## Input for this task

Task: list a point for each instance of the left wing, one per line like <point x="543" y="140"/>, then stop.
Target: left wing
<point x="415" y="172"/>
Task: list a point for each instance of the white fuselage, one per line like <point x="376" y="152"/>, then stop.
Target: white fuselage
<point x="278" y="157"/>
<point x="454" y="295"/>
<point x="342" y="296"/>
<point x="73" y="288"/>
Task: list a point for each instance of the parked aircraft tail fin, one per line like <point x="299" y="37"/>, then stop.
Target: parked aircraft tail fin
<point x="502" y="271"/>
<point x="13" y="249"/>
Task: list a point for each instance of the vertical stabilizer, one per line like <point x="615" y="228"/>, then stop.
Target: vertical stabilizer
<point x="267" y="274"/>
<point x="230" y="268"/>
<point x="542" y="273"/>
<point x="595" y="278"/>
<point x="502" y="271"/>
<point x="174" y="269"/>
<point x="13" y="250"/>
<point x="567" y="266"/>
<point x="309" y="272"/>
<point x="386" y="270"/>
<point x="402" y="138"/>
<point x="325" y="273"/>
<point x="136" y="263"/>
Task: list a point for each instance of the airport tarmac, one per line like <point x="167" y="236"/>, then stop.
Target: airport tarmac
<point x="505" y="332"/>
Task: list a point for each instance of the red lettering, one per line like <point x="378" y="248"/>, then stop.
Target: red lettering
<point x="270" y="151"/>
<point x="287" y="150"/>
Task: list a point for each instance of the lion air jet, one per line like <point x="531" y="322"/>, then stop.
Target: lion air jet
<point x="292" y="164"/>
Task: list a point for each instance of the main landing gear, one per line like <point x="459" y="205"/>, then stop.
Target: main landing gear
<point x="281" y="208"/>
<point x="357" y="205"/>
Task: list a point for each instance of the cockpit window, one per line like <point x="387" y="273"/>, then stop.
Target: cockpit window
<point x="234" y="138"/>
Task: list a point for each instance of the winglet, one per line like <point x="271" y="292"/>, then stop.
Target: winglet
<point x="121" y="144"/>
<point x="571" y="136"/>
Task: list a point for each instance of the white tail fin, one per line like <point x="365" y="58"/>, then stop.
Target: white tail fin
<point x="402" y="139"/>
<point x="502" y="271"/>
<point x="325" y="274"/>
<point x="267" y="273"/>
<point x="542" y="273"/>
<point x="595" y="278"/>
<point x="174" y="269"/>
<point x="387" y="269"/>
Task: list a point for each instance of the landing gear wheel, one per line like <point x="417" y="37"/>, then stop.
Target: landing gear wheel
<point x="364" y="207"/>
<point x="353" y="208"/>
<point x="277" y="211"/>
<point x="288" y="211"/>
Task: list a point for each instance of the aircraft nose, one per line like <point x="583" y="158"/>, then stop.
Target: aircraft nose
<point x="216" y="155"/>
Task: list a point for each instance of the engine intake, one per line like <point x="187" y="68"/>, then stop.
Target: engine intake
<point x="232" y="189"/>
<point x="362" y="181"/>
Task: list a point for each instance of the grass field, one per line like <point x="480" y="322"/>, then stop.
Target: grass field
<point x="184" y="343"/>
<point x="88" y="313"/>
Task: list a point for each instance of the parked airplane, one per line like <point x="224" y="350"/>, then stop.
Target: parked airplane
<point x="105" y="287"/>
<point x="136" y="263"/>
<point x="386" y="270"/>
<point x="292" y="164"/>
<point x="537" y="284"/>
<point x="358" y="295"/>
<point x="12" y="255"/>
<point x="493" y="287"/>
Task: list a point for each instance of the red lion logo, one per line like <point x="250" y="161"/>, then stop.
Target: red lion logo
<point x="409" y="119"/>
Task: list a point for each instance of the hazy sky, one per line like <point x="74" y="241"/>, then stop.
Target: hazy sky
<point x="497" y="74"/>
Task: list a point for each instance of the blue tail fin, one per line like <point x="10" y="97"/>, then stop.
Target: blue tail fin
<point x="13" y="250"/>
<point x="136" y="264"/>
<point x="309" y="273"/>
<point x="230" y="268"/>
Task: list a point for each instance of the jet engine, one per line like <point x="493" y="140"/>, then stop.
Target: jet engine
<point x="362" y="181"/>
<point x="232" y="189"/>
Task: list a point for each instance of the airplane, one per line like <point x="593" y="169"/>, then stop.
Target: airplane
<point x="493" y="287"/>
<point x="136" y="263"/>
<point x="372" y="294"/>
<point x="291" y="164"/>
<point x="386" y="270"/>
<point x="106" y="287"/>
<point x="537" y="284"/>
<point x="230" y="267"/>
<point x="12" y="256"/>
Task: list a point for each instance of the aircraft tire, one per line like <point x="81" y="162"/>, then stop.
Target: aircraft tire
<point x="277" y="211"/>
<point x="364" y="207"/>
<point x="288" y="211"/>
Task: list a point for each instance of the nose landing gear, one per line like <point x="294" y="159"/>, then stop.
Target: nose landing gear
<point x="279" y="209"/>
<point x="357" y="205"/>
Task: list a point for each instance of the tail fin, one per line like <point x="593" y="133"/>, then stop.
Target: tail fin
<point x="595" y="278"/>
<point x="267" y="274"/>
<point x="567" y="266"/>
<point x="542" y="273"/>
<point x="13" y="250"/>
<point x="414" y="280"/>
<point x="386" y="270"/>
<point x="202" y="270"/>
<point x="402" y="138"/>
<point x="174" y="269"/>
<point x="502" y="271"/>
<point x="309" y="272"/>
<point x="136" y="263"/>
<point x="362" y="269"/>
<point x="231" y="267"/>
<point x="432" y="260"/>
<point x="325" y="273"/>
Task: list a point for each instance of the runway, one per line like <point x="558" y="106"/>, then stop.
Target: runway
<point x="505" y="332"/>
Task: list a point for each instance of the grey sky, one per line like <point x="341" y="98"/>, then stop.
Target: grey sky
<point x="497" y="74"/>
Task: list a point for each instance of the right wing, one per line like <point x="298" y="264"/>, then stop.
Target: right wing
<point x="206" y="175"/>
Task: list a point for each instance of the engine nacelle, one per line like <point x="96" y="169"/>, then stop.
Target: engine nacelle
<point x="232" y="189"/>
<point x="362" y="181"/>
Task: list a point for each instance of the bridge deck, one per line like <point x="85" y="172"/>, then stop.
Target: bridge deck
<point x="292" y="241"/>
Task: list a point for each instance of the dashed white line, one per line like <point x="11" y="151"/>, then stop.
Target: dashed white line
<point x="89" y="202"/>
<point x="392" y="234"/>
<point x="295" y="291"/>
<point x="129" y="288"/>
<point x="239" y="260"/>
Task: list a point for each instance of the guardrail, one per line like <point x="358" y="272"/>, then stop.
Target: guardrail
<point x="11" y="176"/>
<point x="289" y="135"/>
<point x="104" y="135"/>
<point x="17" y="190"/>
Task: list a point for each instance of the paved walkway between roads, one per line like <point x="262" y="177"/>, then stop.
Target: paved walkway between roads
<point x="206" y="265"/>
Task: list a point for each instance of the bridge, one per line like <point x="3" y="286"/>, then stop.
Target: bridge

## Task statement
Could you give every entry again, exactly as written?

## Exercise output
Task: list a point for each instance of the left wing, one per line like <point x="543" y="140"/>, then stop.
Target: left wing
<point x="415" y="172"/>
Task: list a point for each instance of the white fuselage, one per line like <point x="376" y="152"/>, then stop.
Target: white fuselage
<point x="278" y="157"/>
<point x="454" y="295"/>
<point x="342" y="296"/>
<point x="73" y="288"/>
Task: list a point for each instance of the parked aircraft tail fin, one per line like <point x="299" y="37"/>, then stop.
Target: parked aircraft tail fin
<point x="502" y="271"/>
<point x="13" y="249"/>
Task: list a point for each instance of the vertical stabilizer, one per line like <point x="615" y="228"/>, then stop.
Target: vertical stabilizer
<point x="267" y="274"/>
<point x="230" y="268"/>
<point x="542" y="273"/>
<point x="595" y="278"/>
<point x="502" y="271"/>
<point x="174" y="269"/>
<point x="13" y="250"/>
<point x="567" y="266"/>
<point x="309" y="272"/>
<point x="386" y="270"/>
<point x="402" y="138"/>
<point x="325" y="273"/>
<point x="136" y="263"/>
Task: list a point for each instance of the airport tarmac, one per line like <point x="167" y="236"/>, then stop.
Target: airport tarmac
<point x="505" y="332"/>
Task: list a point for each instance of the red lettering, one per line like <point x="378" y="248"/>, then stop.
Target: red lettering
<point x="270" y="151"/>
<point x="287" y="150"/>
Task: list a point for each instance of the lion air jet, one per line like <point x="531" y="322"/>, then stop.
Target: lion air jet
<point x="292" y="164"/>
Task: list a point for each instance of the main landing gear, one per line like <point x="459" y="205"/>, then stop.
Target: main landing gear
<point x="281" y="208"/>
<point x="357" y="205"/>
Task: list a point for each instance of the cockpit window, one per line like <point x="387" y="273"/>, then stop.
Target: cockpit window
<point x="234" y="138"/>
Task: list a point for each instance of the winglet, one per line like <point x="271" y="292"/>, then stop.
Target: winglet
<point x="121" y="144"/>
<point x="571" y="136"/>
Task: list a point for each instance of the white tail fin, one per line like <point x="365" y="58"/>, then stop.
Target: white tail fin
<point x="402" y="139"/>
<point x="502" y="271"/>
<point x="325" y="274"/>
<point x="267" y="273"/>
<point x="542" y="273"/>
<point x="595" y="278"/>
<point x="174" y="269"/>
<point x="387" y="269"/>
Task: list a point for each instance of the landing gear wheel, one per line like <point x="417" y="37"/>, then stop.
Target: landing gear wheel
<point x="364" y="207"/>
<point x="353" y="208"/>
<point x="277" y="211"/>
<point x="288" y="211"/>
Task: list a point for each instance of the aircraft nose, one per line like <point x="583" y="158"/>, then stop.
Target: aircraft nose
<point x="216" y="155"/>
Task: list a point for each instance of the engine intake, one per line like <point x="187" y="68"/>, then stop.
Target: engine intake
<point x="232" y="189"/>
<point x="362" y="181"/>
Task: list a point for each instance of the grass field, one per line like <point x="480" y="322"/>, then stop.
Target: grass field
<point x="184" y="343"/>
<point x="88" y="313"/>
Task: list a point for each instance of the parked airplane, one per line like <point x="224" y="350"/>, then stop.
Target: parked airplane
<point x="105" y="287"/>
<point x="136" y="263"/>
<point x="386" y="270"/>
<point x="292" y="164"/>
<point x="537" y="284"/>
<point x="358" y="295"/>
<point x="12" y="255"/>
<point x="493" y="287"/>
Task: list a point for each instance of the red lion logo, one per line like <point x="250" y="161"/>, then stop.
Target: red lion logo
<point x="409" y="119"/>
Task: list a point for each instance of the hazy sky, one per line like <point x="74" y="241"/>, then stop.
Target: hazy sky
<point x="497" y="74"/>
Task: list a point for each instance of the blue tail fin, one per line like <point x="10" y="97"/>, then stop.
Target: blue tail fin
<point x="13" y="250"/>
<point x="136" y="264"/>
<point x="309" y="273"/>
<point x="230" y="268"/>
Task: list a point for each instance of the jet engine, one per line like <point x="493" y="140"/>, then stop.
Target: jet engine
<point x="362" y="181"/>
<point x="232" y="189"/>
Task: list a point for each instance of the airplane, one per line like <point x="593" y="169"/>, then stop.
Target: airplane
<point x="493" y="287"/>
<point x="136" y="263"/>
<point x="372" y="294"/>
<point x="291" y="164"/>
<point x="386" y="270"/>
<point x="106" y="287"/>
<point x="537" y="284"/>
<point x="230" y="267"/>
<point x="12" y="256"/>
Task: list a point for each instance of the aircraft tire, one per line like <point x="81" y="162"/>, then stop.
Target: aircraft tire
<point x="277" y="211"/>
<point x="364" y="207"/>
<point x="288" y="211"/>
Task: list a point for each instance of the nose landing gear, one per line like <point x="294" y="159"/>, then stop.
Target: nose landing gear
<point x="279" y="209"/>
<point x="357" y="205"/>
Task: list a point for each instance of the tail fin, one per line like <point x="593" y="133"/>, then stop.
Target: tail fin
<point x="595" y="278"/>
<point x="267" y="274"/>
<point x="567" y="266"/>
<point x="542" y="273"/>
<point x="13" y="250"/>
<point x="414" y="280"/>
<point x="386" y="270"/>
<point x="202" y="270"/>
<point x="402" y="138"/>
<point x="174" y="269"/>
<point x="502" y="271"/>
<point x="309" y="272"/>
<point x="136" y="263"/>
<point x="362" y="269"/>
<point x="231" y="267"/>
<point x="432" y="260"/>
<point x="325" y="273"/>
Task: list a point for each instance of the runway, one per line like <point x="558" y="106"/>, then stop.
Target: runway
<point x="505" y="332"/>
Task: list a point for each instance of the grey sky, one per line like <point x="341" y="98"/>, then stop.
Target: grey sky
<point x="497" y="74"/>
Task: list a point for each instance of the right wing, one per line like <point x="298" y="264"/>, then stop.
Target: right wing
<point x="206" y="175"/>
Task: list a point for each instance of the engine nacelle, one per line like <point x="96" y="169"/>, then stop.
Target: engine nacelle
<point x="232" y="189"/>
<point x="362" y="181"/>
Task: list a point for each instance of the bridge deck, one per line like <point x="85" y="172"/>, then stop.
Target: bridge deck
<point x="292" y="241"/>
Task: list a point for each instance of the dashed white line, one per line like <point x="11" y="151"/>, then stop.
Target: dashed white line
<point x="89" y="202"/>
<point x="392" y="234"/>
<point x="295" y="291"/>
<point x="129" y="288"/>
<point x="239" y="260"/>
Task: list a point for each instance of the guardrail, one per line like <point x="358" y="272"/>, then stop.
Target: guardrail
<point x="11" y="176"/>
<point x="289" y="135"/>
<point x="104" y="135"/>
<point x="17" y="190"/>
Task: list a point for each instance of the paved walkway between roads, one per line like <point x="262" y="177"/>, then stop.
Target: paved walkway between roads
<point x="206" y="265"/>
Task: list a point for each instance of the bridge, one per line like <point x="3" y="286"/>, then stop.
Target: bridge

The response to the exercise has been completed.